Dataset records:
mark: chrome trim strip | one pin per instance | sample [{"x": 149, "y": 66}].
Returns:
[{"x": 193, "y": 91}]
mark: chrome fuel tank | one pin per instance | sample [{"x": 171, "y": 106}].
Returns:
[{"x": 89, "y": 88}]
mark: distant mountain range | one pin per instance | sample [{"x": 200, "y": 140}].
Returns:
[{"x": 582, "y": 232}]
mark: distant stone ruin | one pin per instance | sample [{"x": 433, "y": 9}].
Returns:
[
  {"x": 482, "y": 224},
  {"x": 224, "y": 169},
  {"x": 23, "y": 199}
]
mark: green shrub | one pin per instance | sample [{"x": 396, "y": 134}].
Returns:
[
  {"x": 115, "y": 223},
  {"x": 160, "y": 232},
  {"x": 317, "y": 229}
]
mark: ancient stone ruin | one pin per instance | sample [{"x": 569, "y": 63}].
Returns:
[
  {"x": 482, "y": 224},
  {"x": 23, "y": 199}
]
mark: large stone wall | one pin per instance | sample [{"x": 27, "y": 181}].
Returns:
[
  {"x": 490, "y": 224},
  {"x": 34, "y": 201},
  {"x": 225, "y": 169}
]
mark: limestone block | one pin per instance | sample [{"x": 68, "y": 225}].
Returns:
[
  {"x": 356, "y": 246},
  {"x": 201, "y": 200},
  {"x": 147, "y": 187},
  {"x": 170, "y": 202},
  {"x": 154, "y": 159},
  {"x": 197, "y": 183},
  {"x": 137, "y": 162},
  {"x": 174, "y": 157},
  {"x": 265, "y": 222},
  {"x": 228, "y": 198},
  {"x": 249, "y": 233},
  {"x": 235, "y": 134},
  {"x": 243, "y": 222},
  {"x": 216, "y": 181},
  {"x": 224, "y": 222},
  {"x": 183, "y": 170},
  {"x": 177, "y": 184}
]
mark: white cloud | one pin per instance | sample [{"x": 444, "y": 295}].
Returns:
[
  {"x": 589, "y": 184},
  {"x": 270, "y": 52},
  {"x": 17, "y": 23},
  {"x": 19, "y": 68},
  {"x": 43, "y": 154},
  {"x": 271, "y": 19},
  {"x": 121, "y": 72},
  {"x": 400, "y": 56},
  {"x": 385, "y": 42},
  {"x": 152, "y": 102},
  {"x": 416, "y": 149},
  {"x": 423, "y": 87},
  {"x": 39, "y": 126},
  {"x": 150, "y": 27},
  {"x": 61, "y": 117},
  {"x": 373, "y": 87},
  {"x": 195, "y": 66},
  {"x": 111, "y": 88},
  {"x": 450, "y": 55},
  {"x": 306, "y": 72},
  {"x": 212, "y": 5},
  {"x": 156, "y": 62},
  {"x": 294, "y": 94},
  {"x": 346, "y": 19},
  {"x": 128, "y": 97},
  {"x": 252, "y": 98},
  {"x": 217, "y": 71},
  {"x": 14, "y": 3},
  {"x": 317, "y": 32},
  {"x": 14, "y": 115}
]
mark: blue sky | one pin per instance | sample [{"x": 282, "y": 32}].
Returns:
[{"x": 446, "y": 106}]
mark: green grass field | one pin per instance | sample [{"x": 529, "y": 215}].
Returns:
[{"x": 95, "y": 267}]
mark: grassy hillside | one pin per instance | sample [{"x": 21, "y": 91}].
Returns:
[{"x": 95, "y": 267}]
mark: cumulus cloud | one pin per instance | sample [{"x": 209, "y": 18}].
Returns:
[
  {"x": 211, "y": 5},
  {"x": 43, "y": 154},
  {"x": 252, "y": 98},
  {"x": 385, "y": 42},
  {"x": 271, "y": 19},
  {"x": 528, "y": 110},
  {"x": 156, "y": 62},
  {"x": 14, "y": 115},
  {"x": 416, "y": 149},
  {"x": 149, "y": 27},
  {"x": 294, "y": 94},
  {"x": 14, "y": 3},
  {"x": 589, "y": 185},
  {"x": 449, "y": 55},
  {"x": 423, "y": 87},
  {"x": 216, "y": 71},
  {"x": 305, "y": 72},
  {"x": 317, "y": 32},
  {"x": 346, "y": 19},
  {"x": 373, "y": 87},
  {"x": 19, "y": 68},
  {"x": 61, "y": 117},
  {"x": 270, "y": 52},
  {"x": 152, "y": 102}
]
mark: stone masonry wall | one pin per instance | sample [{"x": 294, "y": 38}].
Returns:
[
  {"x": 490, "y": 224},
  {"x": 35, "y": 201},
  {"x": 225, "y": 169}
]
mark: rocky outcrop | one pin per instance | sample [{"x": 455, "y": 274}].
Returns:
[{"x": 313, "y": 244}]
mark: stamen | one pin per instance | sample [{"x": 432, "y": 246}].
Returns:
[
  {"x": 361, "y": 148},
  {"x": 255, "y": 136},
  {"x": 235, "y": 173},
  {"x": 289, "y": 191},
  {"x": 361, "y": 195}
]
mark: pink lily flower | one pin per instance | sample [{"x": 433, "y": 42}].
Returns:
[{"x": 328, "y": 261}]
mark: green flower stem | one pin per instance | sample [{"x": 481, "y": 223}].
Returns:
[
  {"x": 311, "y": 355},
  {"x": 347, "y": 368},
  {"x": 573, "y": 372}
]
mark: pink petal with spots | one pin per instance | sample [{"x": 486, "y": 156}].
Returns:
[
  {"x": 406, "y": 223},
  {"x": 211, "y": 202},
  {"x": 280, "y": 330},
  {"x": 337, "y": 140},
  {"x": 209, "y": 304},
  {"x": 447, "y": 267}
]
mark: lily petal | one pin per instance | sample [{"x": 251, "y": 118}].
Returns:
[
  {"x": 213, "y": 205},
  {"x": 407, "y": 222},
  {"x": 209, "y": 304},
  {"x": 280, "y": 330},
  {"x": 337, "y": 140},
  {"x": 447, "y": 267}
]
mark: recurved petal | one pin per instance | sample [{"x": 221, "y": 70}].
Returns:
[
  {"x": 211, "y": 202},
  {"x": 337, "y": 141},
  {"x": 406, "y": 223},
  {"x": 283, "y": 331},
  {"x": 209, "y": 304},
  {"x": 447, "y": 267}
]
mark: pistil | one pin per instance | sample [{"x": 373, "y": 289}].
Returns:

> _Do this_:
Reproduce the listing above with every instance of "one pin per instance" replaced by "one point per object", leaving all other text unchanged.

> _Reply to the exercise_:
mark: chrome trim strip | one point per object | sample [{"x": 149, "y": 66}].
Returns:
[{"x": 193, "y": 91}]
mark: chrome fuel tank | one point per object | sample [{"x": 171, "y": 106}].
Returns:
[{"x": 89, "y": 88}]
mark: distant mountain range | one point per object | sample [{"x": 200, "y": 140}].
Returns:
[{"x": 582, "y": 232}]
mark: distant stone ruin | one point per object | sample [{"x": 433, "y": 9}].
Returns:
[
  {"x": 482, "y": 224},
  {"x": 224, "y": 169},
  {"x": 23, "y": 199}
]
mark: green shrub | one point per object | sample [{"x": 396, "y": 134}].
Returns:
[
  {"x": 115, "y": 223},
  {"x": 160, "y": 232},
  {"x": 317, "y": 229}
]
mark: ancient stone ruin | one point per object | sample [{"x": 569, "y": 63}].
Returns:
[
  {"x": 482, "y": 224},
  {"x": 23, "y": 199}
]
mark: large stone wall | one point per object | sample [{"x": 27, "y": 181}].
Returns:
[
  {"x": 490, "y": 224},
  {"x": 34, "y": 201},
  {"x": 225, "y": 169}
]
mark: limestone block | one point per object | sample [{"x": 68, "y": 225}].
Returns:
[
  {"x": 356, "y": 246},
  {"x": 201, "y": 200},
  {"x": 147, "y": 187},
  {"x": 170, "y": 202},
  {"x": 154, "y": 159},
  {"x": 197, "y": 183},
  {"x": 137, "y": 162},
  {"x": 174, "y": 157},
  {"x": 265, "y": 222},
  {"x": 228, "y": 198},
  {"x": 249, "y": 233},
  {"x": 235, "y": 134},
  {"x": 243, "y": 222},
  {"x": 216, "y": 181},
  {"x": 224, "y": 222},
  {"x": 183, "y": 170},
  {"x": 177, "y": 184}
]
mark: white cloud | one point per object | sample [{"x": 444, "y": 295}].
Returns:
[
  {"x": 589, "y": 184},
  {"x": 270, "y": 52},
  {"x": 17, "y": 23},
  {"x": 19, "y": 68},
  {"x": 43, "y": 154},
  {"x": 271, "y": 19},
  {"x": 121, "y": 72},
  {"x": 400, "y": 56},
  {"x": 385, "y": 42},
  {"x": 152, "y": 102},
  {"x": 416, "y": 149},
  {"x": 423, "y": 87},
  {"x": 39, "y": 126},
  {"x": 150, "y": 27},
  {"x": 61, "y": 117},
  {"x": 373, "y": 87},
  {"x": 195, "y": 66},
  {"x": 111, "y": 88},
  {"x": 450, "y": 55},
  {"x": 306, "y": 72},
  {"x": 212, "y": 5},
  {"x": 156, "y": 62},
  {"x": 294, "y": 94},
  {"x": 346, "y": 19},
  {"x": 128, "y": 97},
  {"x": 252, "y": 98},
  {"x": 217, "y": 71},
  {"x": 14, "y": 3},
  {"x": 317, "y": 32},
  {"x": 14, "y": 115}
]
mark: blue sky | one point per object | sample [{"x": 282, "y": 32}].
Returns:
[{"x": 446, "y": 106}]
mark: green grass field | one point per object | sample [{"x": 529, "y": 215}].
Returns:
[{"x": 95, "y": 267}]
mark: grassy hillside | one point per object | sample [{"x": 21, "y": 91}].
Returns:
[{"x": 95, "y": 267}]
mark: cumulus cloud | one point per object | sample [{"x": 209, "y": 18}].
Returns:
[
  {"x": 211, "y": 5},
  {"x": 43, "y": 154},
  {"x": 252, "y": 98},
  {"x": 385, "y": 42},
  {"x": 271, "y": 19},
  {"x": 528, "y": 110},
  {"x": 156, "y": 62},
  {"x": 14, "y": 115},
  {"x": 416, "y": 149},
  {"x": 149, "y": 27},
  {"x": 294, "y": 94},
  {"x": 14, "y": 3},
  {"x": 589, "y": 185},
  {"x": 449, "y": 55},
  {"x": 423, "y": 87},
  {"x": 216, "y": 71},
  {"x": 305, "y": 72},
  {"x": 317, "y": 32},
  {"x": 346, "y": 19},
  {"x": 373, "y": 87},
  {"x": 19, "y": 68},
  {"x": 61, "y": 117},
  {"x": 270, "y": 52},
  {"x": 152, "y": 102}
]
mark: stone masonry wall | one point per object | sample [{"x": 294, "y": 38}].
Returns:
[
  {"x": 490, "y": 224},
  {"x": 35, "y": 201},
  {"x": 225, "y": 169}
]
mark: rocky outcrop | one point per object | sample [{"x": 455, "y": 274}].
Returns:
[{"x": 313, "y": 244}]
mark: stamen | one point per object | sample [{"x": 432, "y": 246}].
Returns:
[
  {"x": 361, "y": 148},
  {"x": 255, "y": 136},
  {"x": 235, "y": 173},
  {"x": 289, "y": 191},
  {"x": 361, "y": 195}
]
mark: pink lily flower | one point per object | sample [{"x": 433, "y": 42}].
Returns:
[{"x": 328, "y": 261}]
mark: green flower stem | one point per object | sample [{"x": 481, "y": 223}].
Returns:
[
  {"x": 311, "y": 355},
  {"x": 347, "y": 368},
  {"x": 573, "y": 372}
]
mark: pink petal with spots | one point per object | sample [{"x": 486, "y": 156}].
Returns:
[
  {"x": 406, "y": 223},
  {"x": 211, "y": 202},
  {"x": 280, "y": 330},
  {"x": 337, "y": 140},
  {"x": 209, "y": 304},
  {"x": 447, "y": 267}
]
mark: lily petal | one point per object | sample [{"x": 251, "y": 118}].
Returns:
[
  {"x": 213, "y": 205},
  {"x": 407, "y": 222},
  {"x": 209, "y": 304},
  {"x": 280, "y": 330},
  {"x": 337, "y": 140},
  {"x": 447, "y": 267}
]
mark: recurved petal | one point per object | sample [{"x": 221, "y": 70}].
Returns:
[
  {"x": 211, "y": 202},
  {"x": 337, "y": 141},
  {"x": 406, "y": 223},
  {"x": 283, "y": 331},
  {"x": 209, "y": 304},
  {"x": 447, "y": 267}
]
mark: pistil | one point per object | sample [{"x": 373, "y": 289}].
Returns:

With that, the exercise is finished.